Exact duplicates of the lines from the top of the data through the line containing "Category to detect: blurred background" are needed, with every picture left out.

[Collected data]
· · ·
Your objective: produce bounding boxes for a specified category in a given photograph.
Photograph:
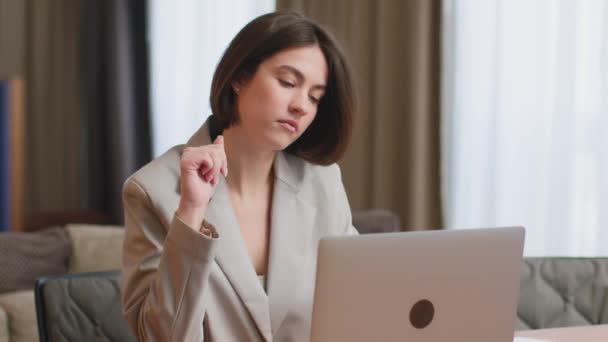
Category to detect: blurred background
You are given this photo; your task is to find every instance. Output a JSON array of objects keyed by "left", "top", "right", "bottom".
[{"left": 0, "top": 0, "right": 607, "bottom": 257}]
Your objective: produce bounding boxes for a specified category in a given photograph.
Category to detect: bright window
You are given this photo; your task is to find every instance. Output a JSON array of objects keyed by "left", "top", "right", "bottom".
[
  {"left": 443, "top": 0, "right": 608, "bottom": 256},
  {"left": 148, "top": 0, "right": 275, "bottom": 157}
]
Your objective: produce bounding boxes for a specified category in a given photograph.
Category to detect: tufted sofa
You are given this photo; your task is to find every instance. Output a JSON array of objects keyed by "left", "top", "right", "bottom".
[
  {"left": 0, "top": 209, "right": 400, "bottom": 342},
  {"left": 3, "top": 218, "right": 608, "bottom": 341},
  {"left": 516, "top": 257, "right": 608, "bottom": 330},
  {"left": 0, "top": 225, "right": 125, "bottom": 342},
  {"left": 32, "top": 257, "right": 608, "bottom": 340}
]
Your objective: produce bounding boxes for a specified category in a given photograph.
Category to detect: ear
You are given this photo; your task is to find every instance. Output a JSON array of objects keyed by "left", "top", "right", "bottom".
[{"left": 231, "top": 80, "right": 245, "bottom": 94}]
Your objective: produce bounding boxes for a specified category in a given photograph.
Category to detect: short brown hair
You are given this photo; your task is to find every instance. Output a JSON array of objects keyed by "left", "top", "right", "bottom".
· · ·
RESPONSE AREA
Your objective: produce bounding boxes for a specified category in a given photograph.
Photograph:
Category to detect: blurred background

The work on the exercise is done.